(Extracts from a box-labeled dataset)
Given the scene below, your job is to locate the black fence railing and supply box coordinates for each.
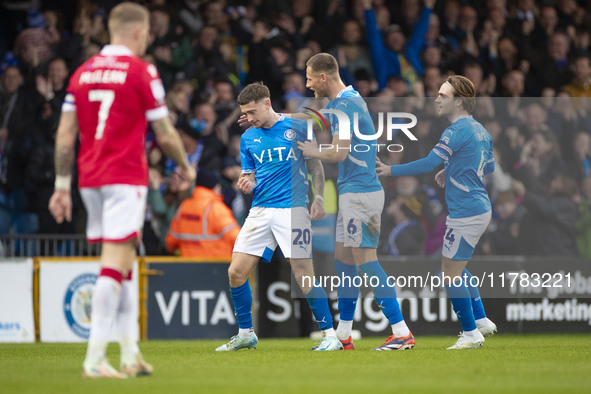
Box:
[0,234,101,257]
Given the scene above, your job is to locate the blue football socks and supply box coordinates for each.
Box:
[334,259,359,321]
[462,268,486,320]
[445,279,476,332]
[359,260,404,324]
[230,279,252,329]
[306,282,334,335]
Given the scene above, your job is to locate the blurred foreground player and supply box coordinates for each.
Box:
[377,75,497,349]
[216,83,343,352]
[49,3,195,378]
[298,53,415,351]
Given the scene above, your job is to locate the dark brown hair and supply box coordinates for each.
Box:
[306,53,339,76]
[108,2,150,35]
[445,75,476,113]
[236,82,271,105]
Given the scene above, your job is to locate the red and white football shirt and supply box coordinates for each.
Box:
[62,45,168,188]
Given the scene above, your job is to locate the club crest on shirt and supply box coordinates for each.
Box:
[283,129,296,141]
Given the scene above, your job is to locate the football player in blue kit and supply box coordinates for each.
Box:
[298,53,415,350]
[216,83,343,351]
[376,75,497,349]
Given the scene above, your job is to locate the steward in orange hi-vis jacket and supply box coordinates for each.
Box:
[166,170,240,261]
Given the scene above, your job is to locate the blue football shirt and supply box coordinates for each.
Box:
[240,115,308,208]
[433,116,494,218]
[325,86,382,194]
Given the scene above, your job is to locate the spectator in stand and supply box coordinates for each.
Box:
[562,55,591,97]
[14,5,60,68]
[193,102,229,172]
[329,19,373,77]
[513,130,565,194]
[532,31,572,91]
[166,170,240,260]
[185,26,229,89]
[530,4,564,51]
[147,6,193,88]
[0,66,45,234]
[363,0,435,93]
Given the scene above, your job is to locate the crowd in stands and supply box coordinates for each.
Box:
[0,0,591,257]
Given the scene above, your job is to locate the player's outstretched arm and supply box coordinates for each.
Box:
[376,157,392,176]
[152,116,196,182]
[298,134,350,163]
[306,159,326,220]
[435,168,445,188]
[376,149,443,176]
[49,111,78,223]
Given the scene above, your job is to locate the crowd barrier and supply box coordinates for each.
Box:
[0,252,591,342]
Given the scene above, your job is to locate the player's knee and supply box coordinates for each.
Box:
[228,266,247,287]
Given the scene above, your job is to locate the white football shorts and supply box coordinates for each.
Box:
[80,185,148,242]
[336,190,384,248]
[233,207,312,262]
[441,211,491,261]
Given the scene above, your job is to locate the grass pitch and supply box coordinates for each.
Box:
[0,334,591,394]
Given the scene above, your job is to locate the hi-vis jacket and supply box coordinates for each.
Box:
[166,186,240,261]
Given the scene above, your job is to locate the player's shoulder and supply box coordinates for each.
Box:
[285,117,308,131]
[240,127,259,142]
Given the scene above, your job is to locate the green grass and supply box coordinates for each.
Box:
[0,334,591,394]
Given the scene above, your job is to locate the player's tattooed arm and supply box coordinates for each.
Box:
[48,111,78,223]
[306,159,326,220]
[306,159,324,197]
[55,111,78,176]
[152,116,195,182]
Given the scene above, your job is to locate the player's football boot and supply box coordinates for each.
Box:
[447,331,484,350]
[339,336,355,350]
[215,332,259,352]
[312,336,343,352]
[371,332,415,350]
[82,358,127,379]
[476,317,497,338]
[119,353,154,376]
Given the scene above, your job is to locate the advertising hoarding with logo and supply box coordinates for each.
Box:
[0,259,35,342]
[39,259,139,342]
[147,262,238,339]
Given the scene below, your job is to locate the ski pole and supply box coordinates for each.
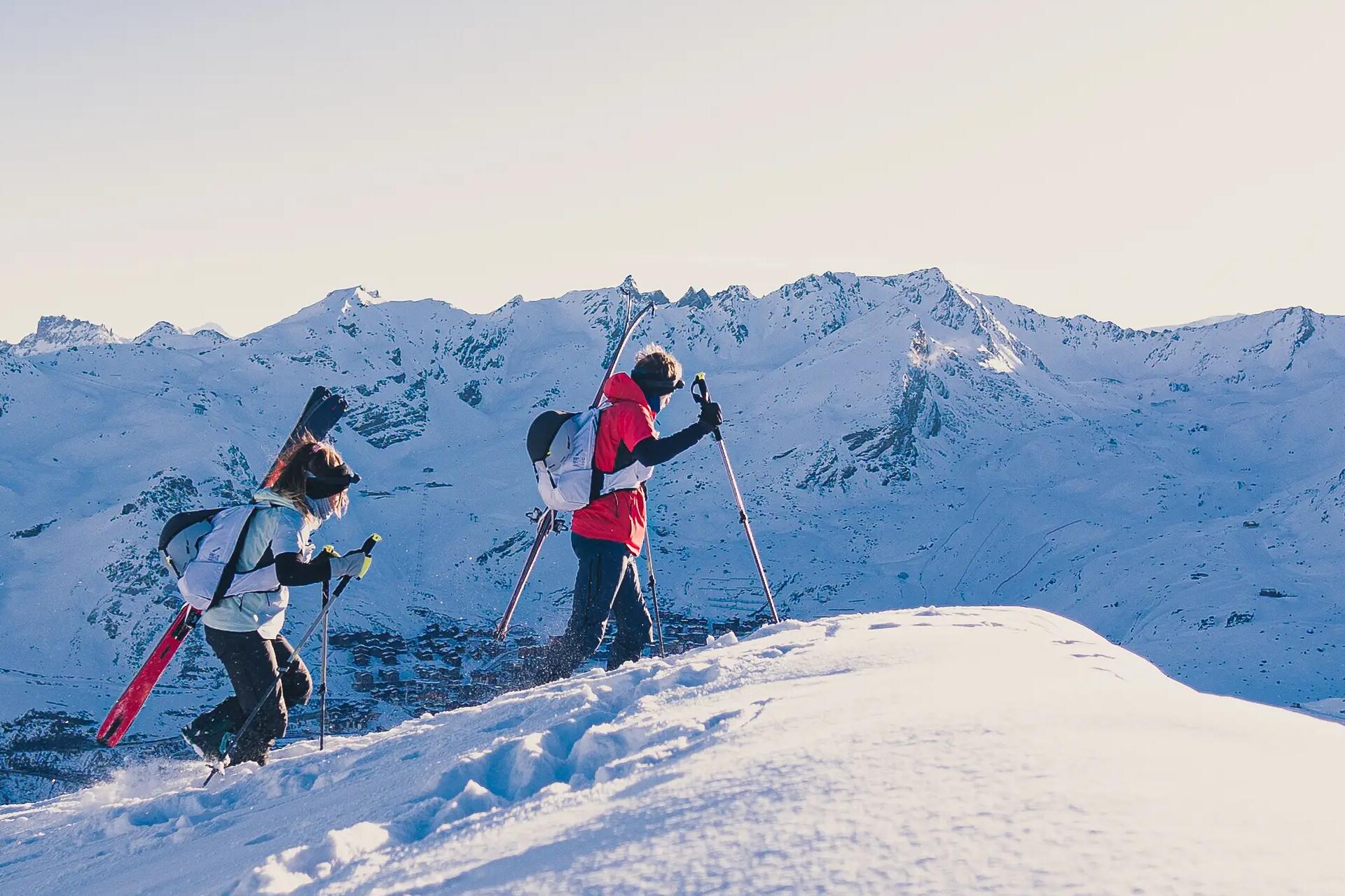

Stated goal: Rewrite all of the data above as a numbered list with one line per item. Skip blank lines and leave the pictures out.

Final answer:
1. Given the scene below, your job is to locate the black fence railing and supply box coordinates for each.
2. Box:
3. [0,234,101,257]
4. Given the scene above, your job is to locate the blue football socks and supply box coordinates for each.
5. Box:
6. [334,259,359,321]
7. [462,268,486,320]
8. [445,279,476,332]
9. [359,260,404,324]
10. [230,279,252,329]
11. [306,282,334,335]
12. Given the scene above, your job is to locate the blurred foreground player and supply box coordinates for each.
13. Box:
14. [377,75,497,349]
15. [216,83,343,352]
16. [49,3,195,378]
17. [298,53,415,351]
18. Given the scene above, your job is to locate the dark brown hair and supply box coordinates for each.
19. Box:
20. [306,53,339,76]
21. [108,2,150,35]
22. [445,75,476,113]
23. [236,82,271,105]
24. Given the scene above, your job is to locate the red and white football shirt and supply box coordinates for each.
25. Box:
26. [62,45,168,188]
27. Given the scene above, your job is to locate the club crest on shirt and supply box coordinates for each.
28. Box:
29. [283,129,296,141]
30. Given the scene above, your job is to locate the football player in blue kit and supply box coordinates for each.
31. Box:
32. [298,53,415,350]
33. [216,83,343,351]
34. [376,75,497,349]
35. Given the scene above, your job is to locate the steward in orange hi-vis jacket and supply box coordinates for each.
36. Box:
37. [166,170,240,261]
38. Given the scene above, your job is to locate the blue football shirt and supply box coordinates for each.
39. Box:
40. [240,115,308,208]
41. [433,116,494,218]
42. [325,86,382,194]
43. Given the scene above, your job is to locate the spectator in stand and supply box coordinates for each.
44. Box:
45. [562,55,591,97]
46. [14,5,60,68]
47. [193,102,229,172]
48. [329,19,373,77]
49. [513,130,565,194]
50. [532,31,572,91]
51. [166,170,240,260]
52. [185,26,229,89]
53. [530,4,564,51]
54. [147,6,193,88]
55. [0,66,45,234]
56. [363,0,435,93]
57. Given the scene above, your job is to locate the crowd in stands and supply box coordinates for each.
58. Box:
59. [0,0,591,257]
60. Given the scene above, your job is to locate the player's outstretched arm and supply box coordinates for each.
61. Box:
62. [376,157,392,176]
63. [152,116,196,182]
64. [298,134,350,163]
65. [306,159,326,220]
66. [435,168,445,188]
67. [376,149,443,176]
68. [49,111,78,223]
69. Given the scene above, your job is to locate the crowd barrier and supply box coordinates for each.
70. Box:
71. [0,252,591,342]
72. Given the scene above, your job is to locate the player's knee and supply box coordinates for each.
73. Box:
74. [228,266,247,287]
75. Given the scene above, your job is to locate the white football shorts and supply box coordinates for each.
76. Box:
77. [80,185,148,242]
78. [336,190,384,248]
79. [233,207,312,262]
80. [441,211,491,261]
81. Given the scene above, your job is to locate the grass pitch and supply box coordinates for each.
82. Box:
83. [0,334,591,394]
84. Given the scene above, your job is to locate the hi-vis jacket and supply box coordinates for each.
85. Box:
86. [166,186,240,261]
87. Given the scene above, your job is to locate the player's shoulder and supply box coordinates for each.
88. Box:
89. [285,117,308,131]
90. [240,127,259,142]
91. Given the scene above, your job is to locate the green grass and supply box coordinates for each.
92. Box:
93. [0,334,591,394]
94. Given the scene above, your job is to locate the player's tattooed arm and supply box coordinates for each.
95. Box:
96. [48,111,78,223]
97. [306,159,326,220]
98. [306,159,324,197]
99. [55,111,78,176]
100. [152,116,195,182]
101. Given the scene above, your job is to locate the player's football boot and supply box coordinates for each.
102. Box:
103. [447,331,484,350]
104. [339,336,355,350]
105. [215,332,259,352]
106. [312,336,343,352]
107. [371,332,415,350]
108. [82,358,127,379]
109. [476,317,497,338]
110. [119,353,154,376]
111. Given the scene above, your job is to locate the advertising hoarding with logo and supply box coordinates for each.
112. Box:
113. [0,259,35,342]
114. [39,259,139,342]
115. [147,262,238,339]
116. Given the scene below, your job is to locate the ski pole and supply box coordinates for each.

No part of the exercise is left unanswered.